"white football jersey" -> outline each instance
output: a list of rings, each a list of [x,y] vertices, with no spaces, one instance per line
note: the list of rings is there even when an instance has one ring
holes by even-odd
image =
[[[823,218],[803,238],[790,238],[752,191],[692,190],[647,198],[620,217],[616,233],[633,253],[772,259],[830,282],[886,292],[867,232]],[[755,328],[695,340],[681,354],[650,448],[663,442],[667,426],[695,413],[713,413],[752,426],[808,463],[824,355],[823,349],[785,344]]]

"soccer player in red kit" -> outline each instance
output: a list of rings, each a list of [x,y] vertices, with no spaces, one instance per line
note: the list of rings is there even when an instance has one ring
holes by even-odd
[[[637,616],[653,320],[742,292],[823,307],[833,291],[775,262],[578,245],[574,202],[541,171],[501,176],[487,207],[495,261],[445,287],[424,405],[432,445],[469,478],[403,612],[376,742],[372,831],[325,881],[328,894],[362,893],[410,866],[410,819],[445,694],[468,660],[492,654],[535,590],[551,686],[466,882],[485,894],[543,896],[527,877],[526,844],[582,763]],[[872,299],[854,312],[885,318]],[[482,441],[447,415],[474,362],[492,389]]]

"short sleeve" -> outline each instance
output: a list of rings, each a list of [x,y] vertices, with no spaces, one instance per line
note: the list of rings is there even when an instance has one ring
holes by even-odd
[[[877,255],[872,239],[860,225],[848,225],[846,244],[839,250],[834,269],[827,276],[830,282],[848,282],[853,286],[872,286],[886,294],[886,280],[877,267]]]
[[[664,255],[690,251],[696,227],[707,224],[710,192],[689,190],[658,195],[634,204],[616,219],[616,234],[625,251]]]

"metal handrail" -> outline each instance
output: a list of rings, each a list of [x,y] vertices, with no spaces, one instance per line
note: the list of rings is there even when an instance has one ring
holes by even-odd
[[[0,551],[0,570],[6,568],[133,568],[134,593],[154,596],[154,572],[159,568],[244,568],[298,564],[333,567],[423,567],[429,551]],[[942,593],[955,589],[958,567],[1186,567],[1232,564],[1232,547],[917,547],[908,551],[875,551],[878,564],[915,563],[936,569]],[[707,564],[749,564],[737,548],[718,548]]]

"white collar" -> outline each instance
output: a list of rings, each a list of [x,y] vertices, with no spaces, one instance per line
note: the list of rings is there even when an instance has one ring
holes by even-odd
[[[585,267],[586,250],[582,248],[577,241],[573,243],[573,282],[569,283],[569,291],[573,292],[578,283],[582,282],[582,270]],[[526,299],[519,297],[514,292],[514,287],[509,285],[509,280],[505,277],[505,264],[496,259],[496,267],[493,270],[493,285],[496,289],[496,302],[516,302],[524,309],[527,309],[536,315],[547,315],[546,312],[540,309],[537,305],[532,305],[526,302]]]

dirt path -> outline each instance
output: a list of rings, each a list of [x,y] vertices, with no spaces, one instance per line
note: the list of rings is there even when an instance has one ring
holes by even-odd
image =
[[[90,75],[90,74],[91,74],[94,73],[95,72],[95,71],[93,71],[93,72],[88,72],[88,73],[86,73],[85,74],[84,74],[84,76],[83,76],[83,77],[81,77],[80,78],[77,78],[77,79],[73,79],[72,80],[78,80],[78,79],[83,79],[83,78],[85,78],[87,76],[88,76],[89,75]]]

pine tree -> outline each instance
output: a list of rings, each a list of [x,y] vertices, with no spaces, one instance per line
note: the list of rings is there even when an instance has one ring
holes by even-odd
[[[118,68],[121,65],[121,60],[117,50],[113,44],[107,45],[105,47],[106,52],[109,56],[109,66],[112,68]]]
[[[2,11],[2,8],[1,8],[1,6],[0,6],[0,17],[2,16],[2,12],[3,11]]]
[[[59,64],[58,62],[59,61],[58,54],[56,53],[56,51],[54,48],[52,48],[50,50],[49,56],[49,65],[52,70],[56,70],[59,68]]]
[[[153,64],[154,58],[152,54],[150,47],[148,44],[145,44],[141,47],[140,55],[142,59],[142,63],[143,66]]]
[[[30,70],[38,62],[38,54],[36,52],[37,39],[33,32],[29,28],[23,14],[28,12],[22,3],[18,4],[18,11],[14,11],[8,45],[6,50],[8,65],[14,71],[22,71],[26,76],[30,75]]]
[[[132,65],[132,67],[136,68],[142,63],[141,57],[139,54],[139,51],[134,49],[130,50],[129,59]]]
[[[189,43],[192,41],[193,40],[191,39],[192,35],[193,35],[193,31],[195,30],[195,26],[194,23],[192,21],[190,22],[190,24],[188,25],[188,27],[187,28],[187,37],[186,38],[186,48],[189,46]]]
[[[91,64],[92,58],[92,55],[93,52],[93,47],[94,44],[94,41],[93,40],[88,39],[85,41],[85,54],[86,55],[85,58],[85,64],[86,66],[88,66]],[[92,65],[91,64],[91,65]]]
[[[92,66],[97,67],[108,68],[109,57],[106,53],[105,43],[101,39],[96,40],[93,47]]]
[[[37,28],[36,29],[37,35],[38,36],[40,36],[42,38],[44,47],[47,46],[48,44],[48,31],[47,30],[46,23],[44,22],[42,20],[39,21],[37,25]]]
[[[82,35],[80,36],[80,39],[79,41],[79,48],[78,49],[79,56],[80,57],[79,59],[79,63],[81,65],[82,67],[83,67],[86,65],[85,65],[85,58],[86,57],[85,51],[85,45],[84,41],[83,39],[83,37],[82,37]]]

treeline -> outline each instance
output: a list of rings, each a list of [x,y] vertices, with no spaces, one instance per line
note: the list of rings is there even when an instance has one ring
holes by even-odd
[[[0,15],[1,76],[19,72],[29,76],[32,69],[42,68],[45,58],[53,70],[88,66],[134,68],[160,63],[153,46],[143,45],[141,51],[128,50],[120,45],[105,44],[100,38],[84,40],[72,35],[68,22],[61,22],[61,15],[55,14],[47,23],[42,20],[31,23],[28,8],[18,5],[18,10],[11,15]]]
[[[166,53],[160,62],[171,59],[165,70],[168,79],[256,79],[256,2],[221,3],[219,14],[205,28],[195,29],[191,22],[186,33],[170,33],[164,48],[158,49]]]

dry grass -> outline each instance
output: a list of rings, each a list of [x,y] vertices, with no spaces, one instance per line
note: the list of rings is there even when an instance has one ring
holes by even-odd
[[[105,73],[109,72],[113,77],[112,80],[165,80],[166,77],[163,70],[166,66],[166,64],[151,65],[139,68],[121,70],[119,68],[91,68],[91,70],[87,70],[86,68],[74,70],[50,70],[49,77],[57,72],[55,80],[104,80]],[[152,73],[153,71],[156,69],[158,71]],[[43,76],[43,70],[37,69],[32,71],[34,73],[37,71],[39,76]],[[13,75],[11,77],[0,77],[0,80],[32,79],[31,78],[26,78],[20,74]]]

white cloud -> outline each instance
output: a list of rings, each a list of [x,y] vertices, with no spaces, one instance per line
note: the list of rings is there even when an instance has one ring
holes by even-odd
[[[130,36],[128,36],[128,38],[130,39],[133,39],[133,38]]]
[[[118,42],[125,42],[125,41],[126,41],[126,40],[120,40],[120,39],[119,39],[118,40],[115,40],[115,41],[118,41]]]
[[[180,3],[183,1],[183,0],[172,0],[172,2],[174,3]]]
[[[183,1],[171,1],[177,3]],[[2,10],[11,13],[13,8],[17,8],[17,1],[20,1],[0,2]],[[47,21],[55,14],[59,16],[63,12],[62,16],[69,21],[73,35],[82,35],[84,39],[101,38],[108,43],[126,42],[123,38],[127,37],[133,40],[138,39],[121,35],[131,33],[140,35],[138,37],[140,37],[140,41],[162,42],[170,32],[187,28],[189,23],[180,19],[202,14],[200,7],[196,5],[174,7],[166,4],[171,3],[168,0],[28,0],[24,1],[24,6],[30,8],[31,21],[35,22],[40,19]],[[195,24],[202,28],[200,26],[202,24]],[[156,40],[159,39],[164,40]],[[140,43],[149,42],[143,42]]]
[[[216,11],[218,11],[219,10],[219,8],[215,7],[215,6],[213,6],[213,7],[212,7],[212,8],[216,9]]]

Aim of the task = Pick out every line of the items above that contains the word "outline", matching case exactly.

Completed task =
"white football jersey" -> outline each instance
"soccer player in red kit" -> outline each instance
"short sleeve" -> outline each instance
"metal handrail" -> outline each instance
"white collar" -> outline each instance
dirt path -> outline each instance
pine tree -> outline each instance
treeline -> outline each instance
dry grass -> outline each instance
white cloud -> outline each instance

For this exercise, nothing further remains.